##### Data records

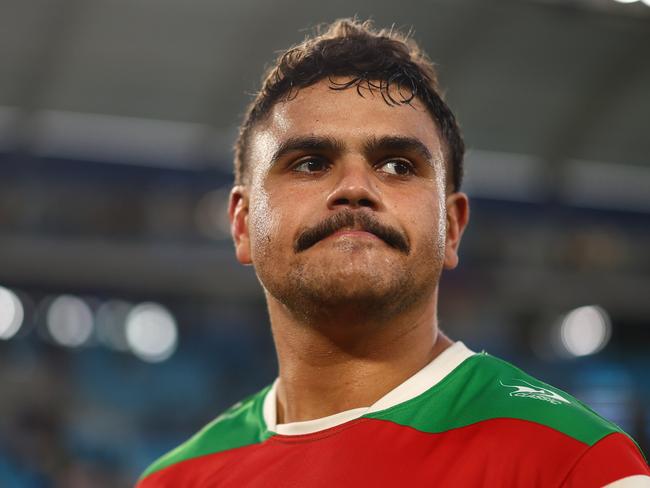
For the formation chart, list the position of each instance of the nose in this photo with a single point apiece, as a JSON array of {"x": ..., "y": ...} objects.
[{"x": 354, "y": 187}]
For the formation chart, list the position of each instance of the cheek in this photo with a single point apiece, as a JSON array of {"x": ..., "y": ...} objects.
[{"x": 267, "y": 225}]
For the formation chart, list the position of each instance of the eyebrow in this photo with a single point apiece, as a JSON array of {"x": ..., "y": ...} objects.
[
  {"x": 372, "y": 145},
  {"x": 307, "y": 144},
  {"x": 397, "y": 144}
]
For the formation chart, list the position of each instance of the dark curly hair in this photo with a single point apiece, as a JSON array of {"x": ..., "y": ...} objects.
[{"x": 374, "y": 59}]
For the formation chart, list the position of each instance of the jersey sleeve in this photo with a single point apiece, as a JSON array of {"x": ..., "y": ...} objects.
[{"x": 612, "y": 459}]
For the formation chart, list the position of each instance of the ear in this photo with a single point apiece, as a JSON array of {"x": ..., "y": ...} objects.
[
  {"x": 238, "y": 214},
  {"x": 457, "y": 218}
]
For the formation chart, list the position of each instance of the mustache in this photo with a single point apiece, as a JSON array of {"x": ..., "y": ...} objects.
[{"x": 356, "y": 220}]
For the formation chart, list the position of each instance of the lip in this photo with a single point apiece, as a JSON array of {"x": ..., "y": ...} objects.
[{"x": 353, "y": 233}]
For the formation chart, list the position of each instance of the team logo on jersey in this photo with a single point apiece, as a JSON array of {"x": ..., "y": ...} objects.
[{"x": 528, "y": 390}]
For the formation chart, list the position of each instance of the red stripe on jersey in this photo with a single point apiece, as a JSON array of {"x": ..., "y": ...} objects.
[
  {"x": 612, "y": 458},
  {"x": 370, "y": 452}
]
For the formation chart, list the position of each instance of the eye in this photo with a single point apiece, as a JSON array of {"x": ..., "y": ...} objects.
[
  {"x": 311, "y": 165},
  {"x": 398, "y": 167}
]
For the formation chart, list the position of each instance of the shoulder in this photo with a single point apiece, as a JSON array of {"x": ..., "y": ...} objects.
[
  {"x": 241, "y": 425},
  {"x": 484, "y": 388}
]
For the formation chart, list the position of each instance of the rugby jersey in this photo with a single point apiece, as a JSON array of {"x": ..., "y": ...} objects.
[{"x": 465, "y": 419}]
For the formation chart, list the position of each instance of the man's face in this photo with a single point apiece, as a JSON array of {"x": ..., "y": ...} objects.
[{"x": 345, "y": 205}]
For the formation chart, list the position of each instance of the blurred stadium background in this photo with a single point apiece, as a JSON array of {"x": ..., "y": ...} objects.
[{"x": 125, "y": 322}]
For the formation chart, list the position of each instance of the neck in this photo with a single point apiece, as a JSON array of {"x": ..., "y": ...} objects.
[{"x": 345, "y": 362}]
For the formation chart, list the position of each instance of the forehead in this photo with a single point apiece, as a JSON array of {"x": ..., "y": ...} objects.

##########

# [What is needed]
Restate each entry word for word; pictures stay out of the copy.

# [Task response]
For the formation chart, list the position of each instance of the nose in this photo with a single point apiece, as a JSON array of {"x": ..., "y": ...} objects.
[{"x": 354, "y": 187}]
For the formation chart, list the position of each instance of the cheek in this photo with a single point apiece, as a JSON array of {"x": ..., "y": ...} objects.
[{"x": 267, "y": 225}]
For the formation chart, list the position of each instance of the eyebrow in this photo with a single point apiece, as a JSON array of {"x": ..., "y": ...} objects.
[
  {"x": 372, "y": 145},
  {"x": 307, "y": 144},
  {"x": 397, "y": 144}
]
For the formation chart, list the position of each instance of the dark curly hair in this photo with a single point apiece, as a JSON array of {"x": ..., "y": ...} objects.
[{"x": 374, "y": 59}]
For the formation chart, list the position of each instance of the jersey sleeve in this photo with a single point apiece, as a JSON array of {"x": ..., "y": ...} objects.
[{"x": 612, "y": 459}]
For the formation chart, list the position of each instance of the ear in this photo with a single point apiece, as a JSON array of {"x": ..., "y": ...} objects.
[
  {"x": 238, "y": 214},
  {"x": 457, "y": 218}
]
For the formation chart, list the position of each instance of the mustache in this photo with a single point apiece, as a JSON array of {"x": ..., "y": ...} objects.
[{"x": 356, "y": 220}]
For the formation chart, list the position of each instance of the lip in this photo with a single point apiece, as a JSON array of {"x": ..., "y": ...} objects.
[{"x": 353, "y": 233}]
For the formation chart, list the position of each instance of the team logo on jersey in this photo with a single point apiece, as a JSON array of {"x": ..., "y": ...} objects.
[{"x": 528, "y": 390}]
For the formation chart, list the position of each instance of the red stripe on jersey in this photo with a single point apiece, as a JSON array of {"x": ..., "y": ...} objects.
[
  {"x": 612, "y": 458},
  {"x": 370, "y": 452}
]
For the formation chart, list the position of each instance of the eye in this photo with a single point apiece, as a JSON array of {"x": ..., "y": ...} objects.
[
  {"x": 311, "y": 165},
  {"x": 398, "y": 167}
]
For the formation chart, list the position of each instance of the shoulder in this photo with a single point apiece, as a JSON array of {"x": ..., "y": ...} objects.
[
  {"x": 241, "y": 425},
  {"x": 484, "y": 388}
]
For the formation chart, list the position of each instance of the rugby jersey in this photo with a single point apiece, as a JSON array of {"x": ..., "y": ...} objects.
[{"x": 465, "y": 419}]
For the formation chart, list the position of each instance of the man's face in this photo with a single point apiece, as a JSON array of {"x": ..., "y": ...} objects.
[{"x": 345, "y": 205}]
For the formation chart, list the position of each instance of the blurred stadium background in this photo with a single point apiece, as a JSON array of {"x": ..., "y": ...} objects.
[{"x": 125, "y": 322}]
For the formation chart, list the position of each instance of the neck in this photo with a single point apiece, as a JSON array of {"x": ..., "y": ...} objects.
[{"x": 345, "y": 362}]
For the formation chart, list the position of each instance of the forehead in this photo with a single point apiece, as a JSON array of {"x": ..., "y": ...} objects.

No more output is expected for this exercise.